───── Extracted records

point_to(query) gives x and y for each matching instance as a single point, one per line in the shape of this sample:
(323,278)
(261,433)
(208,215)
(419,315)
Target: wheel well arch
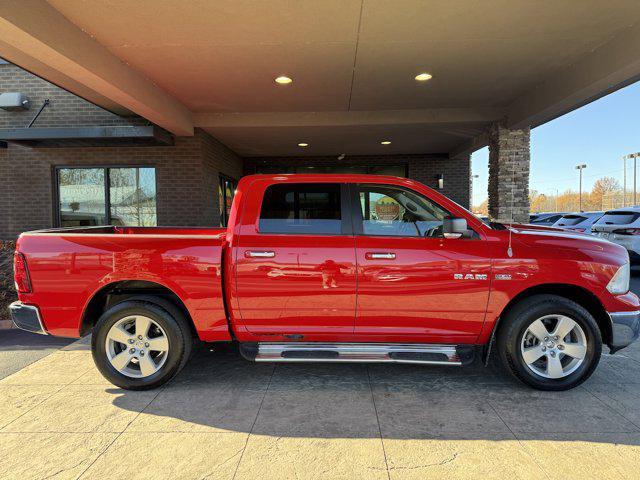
(119,291)
(580,295)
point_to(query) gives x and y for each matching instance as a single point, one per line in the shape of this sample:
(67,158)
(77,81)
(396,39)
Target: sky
(598,135)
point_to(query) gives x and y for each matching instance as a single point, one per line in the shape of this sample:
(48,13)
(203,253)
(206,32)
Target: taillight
(628,231)
(21,273)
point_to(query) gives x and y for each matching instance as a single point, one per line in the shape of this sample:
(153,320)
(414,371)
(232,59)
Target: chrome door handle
(259,254)
(380,256)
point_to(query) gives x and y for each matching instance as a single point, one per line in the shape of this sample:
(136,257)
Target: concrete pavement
(226,418)
(19,349)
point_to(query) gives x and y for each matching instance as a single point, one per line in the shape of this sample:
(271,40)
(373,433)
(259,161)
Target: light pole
(580,168)
(635,162)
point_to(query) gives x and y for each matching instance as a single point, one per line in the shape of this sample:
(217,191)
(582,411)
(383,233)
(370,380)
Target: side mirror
(455,227)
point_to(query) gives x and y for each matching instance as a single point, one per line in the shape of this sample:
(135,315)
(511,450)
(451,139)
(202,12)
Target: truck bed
(185,261)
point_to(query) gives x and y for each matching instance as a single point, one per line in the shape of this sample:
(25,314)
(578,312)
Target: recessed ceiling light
(283,80)
(423,77)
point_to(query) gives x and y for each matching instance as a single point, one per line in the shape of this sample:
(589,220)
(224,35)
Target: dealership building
(148,113)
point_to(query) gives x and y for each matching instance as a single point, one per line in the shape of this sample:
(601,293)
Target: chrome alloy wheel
(554,346)
(137,346)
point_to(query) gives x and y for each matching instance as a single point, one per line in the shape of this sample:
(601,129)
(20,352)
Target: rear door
(414,285)
(296,273)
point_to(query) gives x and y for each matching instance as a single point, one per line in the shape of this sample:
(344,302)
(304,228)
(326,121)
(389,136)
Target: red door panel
(415,285)
(293,283)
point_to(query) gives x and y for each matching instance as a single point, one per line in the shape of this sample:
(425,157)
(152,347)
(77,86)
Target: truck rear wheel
(550,342)
(139,345)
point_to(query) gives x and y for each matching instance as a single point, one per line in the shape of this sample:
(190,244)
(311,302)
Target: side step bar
(429,354)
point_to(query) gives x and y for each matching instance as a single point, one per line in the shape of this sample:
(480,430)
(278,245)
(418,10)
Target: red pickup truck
(332,268)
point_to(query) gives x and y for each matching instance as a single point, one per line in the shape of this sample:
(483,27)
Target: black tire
(514,326)
(171,320)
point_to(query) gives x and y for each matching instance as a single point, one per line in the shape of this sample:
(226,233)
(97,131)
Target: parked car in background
(621,226)
(545,219)
(333,268)
(578,222)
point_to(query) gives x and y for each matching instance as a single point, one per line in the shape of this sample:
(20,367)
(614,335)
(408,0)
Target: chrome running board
(296,352)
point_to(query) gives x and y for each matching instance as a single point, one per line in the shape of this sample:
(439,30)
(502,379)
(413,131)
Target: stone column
(509,159)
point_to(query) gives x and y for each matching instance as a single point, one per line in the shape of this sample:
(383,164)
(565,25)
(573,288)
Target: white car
(545,219)
(580,222)
(621,226)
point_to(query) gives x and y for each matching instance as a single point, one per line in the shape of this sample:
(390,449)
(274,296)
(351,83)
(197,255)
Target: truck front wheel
(550,342)
(139,345)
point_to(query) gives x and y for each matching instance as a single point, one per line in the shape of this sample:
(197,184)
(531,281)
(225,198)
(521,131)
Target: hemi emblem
(470,276)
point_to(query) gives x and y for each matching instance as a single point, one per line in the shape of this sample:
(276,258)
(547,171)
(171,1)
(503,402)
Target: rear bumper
(27,317)
(625,327)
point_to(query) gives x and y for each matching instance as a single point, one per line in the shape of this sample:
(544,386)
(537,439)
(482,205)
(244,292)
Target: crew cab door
(295,261)
(414,285)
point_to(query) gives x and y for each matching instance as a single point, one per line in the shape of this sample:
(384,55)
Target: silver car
(621,226)
(578,222)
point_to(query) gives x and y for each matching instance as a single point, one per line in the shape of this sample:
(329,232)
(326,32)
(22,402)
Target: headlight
(619,283)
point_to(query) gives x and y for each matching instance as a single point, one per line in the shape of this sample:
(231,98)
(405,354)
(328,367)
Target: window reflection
(81,194)
(132,195)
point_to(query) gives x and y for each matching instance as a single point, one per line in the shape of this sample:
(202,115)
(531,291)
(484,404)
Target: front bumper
(27,317)
(625,328)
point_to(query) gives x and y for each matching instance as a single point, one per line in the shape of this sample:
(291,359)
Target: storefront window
(84,199)
(226,191)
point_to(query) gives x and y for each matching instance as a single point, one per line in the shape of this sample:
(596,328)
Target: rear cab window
(303,208)
(393,211)
(570,220)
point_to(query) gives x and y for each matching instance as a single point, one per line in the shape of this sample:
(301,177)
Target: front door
(296,274)
(414,285)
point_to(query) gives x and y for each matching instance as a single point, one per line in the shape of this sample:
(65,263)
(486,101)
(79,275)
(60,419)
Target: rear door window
(303,208)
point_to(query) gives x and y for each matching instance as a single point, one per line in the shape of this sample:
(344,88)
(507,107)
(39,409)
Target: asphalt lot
(223,417)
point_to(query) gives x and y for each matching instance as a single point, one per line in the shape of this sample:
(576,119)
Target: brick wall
(423,168)
(218,159)
(65,109)
(509,164)
(186,177)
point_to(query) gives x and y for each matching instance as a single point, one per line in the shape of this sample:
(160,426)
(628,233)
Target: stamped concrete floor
(223,417)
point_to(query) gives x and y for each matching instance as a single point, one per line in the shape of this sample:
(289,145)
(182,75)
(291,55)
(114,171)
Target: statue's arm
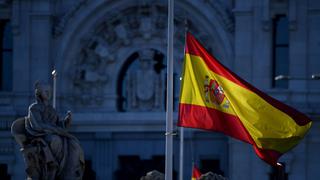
(39,124)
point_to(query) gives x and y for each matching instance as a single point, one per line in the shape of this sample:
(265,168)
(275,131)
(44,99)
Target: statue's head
(42,91)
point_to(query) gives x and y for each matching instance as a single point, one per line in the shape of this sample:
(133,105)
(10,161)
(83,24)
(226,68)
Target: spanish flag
(196,174)
(214,98)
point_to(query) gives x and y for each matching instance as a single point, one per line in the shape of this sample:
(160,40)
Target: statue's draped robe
(61,150)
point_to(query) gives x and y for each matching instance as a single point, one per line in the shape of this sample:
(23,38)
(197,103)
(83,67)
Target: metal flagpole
(181,128)
(181,153)
(54,76)
(169,112)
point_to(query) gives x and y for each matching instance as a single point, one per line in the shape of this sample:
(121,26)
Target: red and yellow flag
(195,173)
(215,99)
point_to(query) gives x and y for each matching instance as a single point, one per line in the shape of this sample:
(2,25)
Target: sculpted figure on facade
(144,92)
(49,151)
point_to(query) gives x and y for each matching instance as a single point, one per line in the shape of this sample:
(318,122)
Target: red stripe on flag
(195,48)
(200,117)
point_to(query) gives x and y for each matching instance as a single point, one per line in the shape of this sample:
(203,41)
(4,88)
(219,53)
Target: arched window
(5,55)
(141,83)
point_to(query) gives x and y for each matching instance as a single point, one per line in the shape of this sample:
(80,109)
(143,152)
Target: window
(280,50)
(211,165)
(5,56)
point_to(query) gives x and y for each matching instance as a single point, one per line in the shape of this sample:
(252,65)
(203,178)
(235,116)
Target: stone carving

──────────

What is being asked: Every entry should be repeated verbatim, with the pictures left out.

Solution for this problem:
point_to(query) gives x and y for each matching instance as a single point, one per line in the shape of this sample:
(323,278)
(261,433)
(208,215)
(419,315)
Target: wheel well arch
(119,291)
(580,295)
point_to(query) gives x and y for each matching instance as a single point, one per line in the shape of this sample:
(67,158)
(77,81)
(396,39)
Target: sky
(598,135)
point_to(query) gives x and y for each matching instance as a single point, one per line in the shape of this sample:
(48,13)
(203,253)
(206,32)
Target: taillight
(628,231)
(21,273)
point_to(query) gives x and y for each matching instance as a single point, one per line in the shape of this sample:
(153,320)
(414,371)
(232,59)
Target: chrome door handle
(259,254)
(380,256)
point_to(query) gives x and y for each matching instance as a single point, one per line in the shape of this sample:
(136,257)
Target: concrete pavement
(226,418)
(19,349)
point_to(query) gives x and y for each matching instance as a single point, one per line in the shape of this sample:
(271,40)
(373,433)
(259,161)
Target: light pole
(580,168)
(635,162)
point_to(query) gives x and y for each matching instance as a single point, one per line in the shape of this sample:
(217,191)
(582,411)
(383,233)
(370,380)
Target: side mirror
(455,227)
point_to(query) gives x and y for each matching instance as a single point, one per line in the shape of this sample:
(135,315)
(511,450)
(451,139)
(202,12)
Target: truck bed
(185,261)
point_to(query) gives x and y for each matching instance as a single point, one per line in the shape of this sample:
(25,314)
(578,312)
Target: recessed ceiling light
(283,80)
(423,77)
point_to(query) gives x and y for each matching instance as a single point, one per line in the shape of this sample:
(589,220)
(224,35)
Target: dealership building
(148,113)
point_to(query) gives x and y for each matching instance as a single point, one per line in the shape of this sample:
(601,293)
Target: chrome alloy wheel
(554,346)
(137,346)
point_to(query) gives x and y for each matching instance as a single point, one per line in the shape of this sample:
(601,129)
(20,352)
Target: rear door
(414,285)
(296,273)
point_to(query) gives x and y for each matching instance as a single point, one per line in the shape of this sample:
(344,302)
(304,228)
(326,121)
(389,136)
Target: red door panel
(415,285)
(293,283)
point_to(query) gives x and y for each matching instance as a single point, one per line in the shape of this sample:
(425,157)
(152,347)
(77,86)
Target: truck rear wheel
(550,342)
(139,345)
point_to(query) gives x and y for each matching instance as a single point, one per line in the shape of this sample:
(190,244)
(311,302)
Target: side step bar
(429,354)
point_to(query) gives x and y for each matching instance as a single point, one per line in the shape of this sample:
(480,430)
(278,245)
(418,10)
Target: red pickup truck
(332,268)
point_to(query) gives x and y for each matching instance as a single point, one per line in the shape of this sample:
(483,27)
Target: black tire
(514,326)
(171,320)
point_to(query) gives x and y for each matching instance as a single point, one per line in the shape of this sample:
(226,233)
(97,131)
Target: parked car in background
(621,226)
(545,219)
(333,268)
(578,222)
point_to(query) gives x and y for each matching instance as a single point, one per line in the shape of this sample:
(20,367)
(614,335)
(408,0)
Target: chrome running board
(296,352)
point_to(query) gives x and y for each matching instance as a single point, one per line in the shape of this sample:
(439,30)
(502,379)
(413,131)
Target: stone column
(509,159)
point_to(query) gives x and y for each matching instance as a single point, one per line in the shape of this sample:
(383,164)
(565,25)
(573,288)
Target: white car
(545,219)
(580,222)
(621,226)
point_to(query) gives x and y for each matching instance as a single point, one per line in the shape of this sample:
(390,449)
(274,296)
(351,83)
(197,255)
Target: truck front wheel
(550,342)
(139,345)
point_to(query) gives x and y for each matching instance as a single point, one per line in the shape of this sample:
(197,184)
(531,281)
(225,198)
(521,131)
Target: hemi emblem
(470,276)
point_to(query) gives x and y for each matching instance as a single point, one per line in the shape of this sample:
(276,258)
(547,171)
(171,1)
(503,402)
Target: rear bumper
(27,317)
(625,327)
point_to(query) gives x and y for each matching instance as a single point, one per line in the shape of this sample:
(544,386)
(537,439)
(482,205)
(244,292)
Target: crew cab door
(295,261)
(414,285)
point_to(query) gives x and y for each matching instance as a single point, one per line in the shape of this sample:
(384,55)
Target: silver car
(621,226)
(578,222)
point_to(query) gives x and y for each matching instance as a single point, one per line in the shape of this sample:
(329,232)
(326,32)
(22,402)
Target: headlight
(619,283)
point_to(query) gives x and y for each matching instance as a single point, one per line in the shape of this sample:
(231,98)
(405,354)
(328,367)
Target: window reflection
(81,194)
(132,195)
point_to(query) gives x and y for each matching instance as a single point, one per line in the shape of this sample:
(202,115)
(531,291)
(484,404)
Target: front bumper
(27,317)
(625,328)
point_to(query) gives x and y for each matching instance as a single point, one per line in the shape of this sample:
(291,359)
Target: storefront window
(84,199)
(226,191)
point_to(query) gives x and y for each matching instance as a single point, one per line in the shape of this sample:
(596,328)
Target: rear cab window
(303,208)
(393,211)
(570,220)
point_to(query) gives x and y for each matching instance as a single point, one per line in the shape of this sample:
(301,177)
Target: front door
(296,274)
(414,285)
point_to(query) gives x and y for each matching instance as a single point, one per line in the shape of this sample:
(65,263)
(486,101)
(79,275)
(60,419)
Target: rear door window
(303,208)
point_to(query) gives x and y for each matching instance as a single point, one per line in the shape of this sample:
(344,88)
(507,107)
(39,409)
Target: asphalt lot
(223,417)
point_to(query) gives x and y for each matching instance as a single point, one per line in the shape of this sample:
(576,119)
Target: brick wall
(423,168)
(218,159)
(65,109)
(509,164)
(186,177)
point_to(query) gives x and y for each matching instance as a single point, one per line in the shape of this sample:
(160,426)
(628,233)
Target: stamped concrete floor
(223,417)
point_to(query) gives x and y for each matching instance as a single point, one per line in the shape of this sample:
(289,145)
(182,75)
(291,55)
(114,171)
Target: statue's arm
(39,124)
point_to(query) gives x and y for each matching instance as a single point, one per line in the shape of this sample:
(265,168)
(275,131)
(44,99)
Target: statue's head
(42,91)
point_to(query) gives x and y for each matching instance as a single point, one per line in the shape of this sample:
(133,105)
(10,161)
(83,24)
(226,68)
Target: spanish flag
(196,174)
(214,98)
point_to(query) gives x and y for each matching instance as a single point, one per line in the shape of this sample:
(160,40)
Target: statue's draped robe
(61,150)
point_to(query) gives x and y for each matching instance as a single point, one per line in the shape of this sample:
(23,38)
(197,103)
(83,67)
Target: metal flagpole
(181,128)
(181,153)
(54,76)
(169,112)
point_to(query) gives x and y for each matching instance as a single point, one per line in the shape of this sample:
(121,26)
Target: red and yellow flag
(195,173)
(215,99)
point_to(query) gives x and y for each matching instance as a single point, one per line in the shape of this sample:
(2,25)
Target: sculpted figure on facade
(144,92)
(49,151)
point_to(query) gives x and y for each matching instance as a single point, one per line in the shape of this sample:
(318,122)
Target: red stripe on flag
(195,48)
(200,117)
point_to(query) gives x and y for each matching instance as a single point, one per line in the shape of this sample:
(203,41)
(4,88)
(219,53)
Target: arched window
(5,55)
(141,83)
point_to(query) gives x and y for each matching instance as a single point, one per line in the shape of this sample:
(80,109)
(143,152)
Target: window
(280,50)
(211,165)
(5,56)
point_to(query) gives x and y for each matching instance as a single point, one per line in the shape of this sample:
(252,65)
(203,178)
(235,116)
Target: stone carving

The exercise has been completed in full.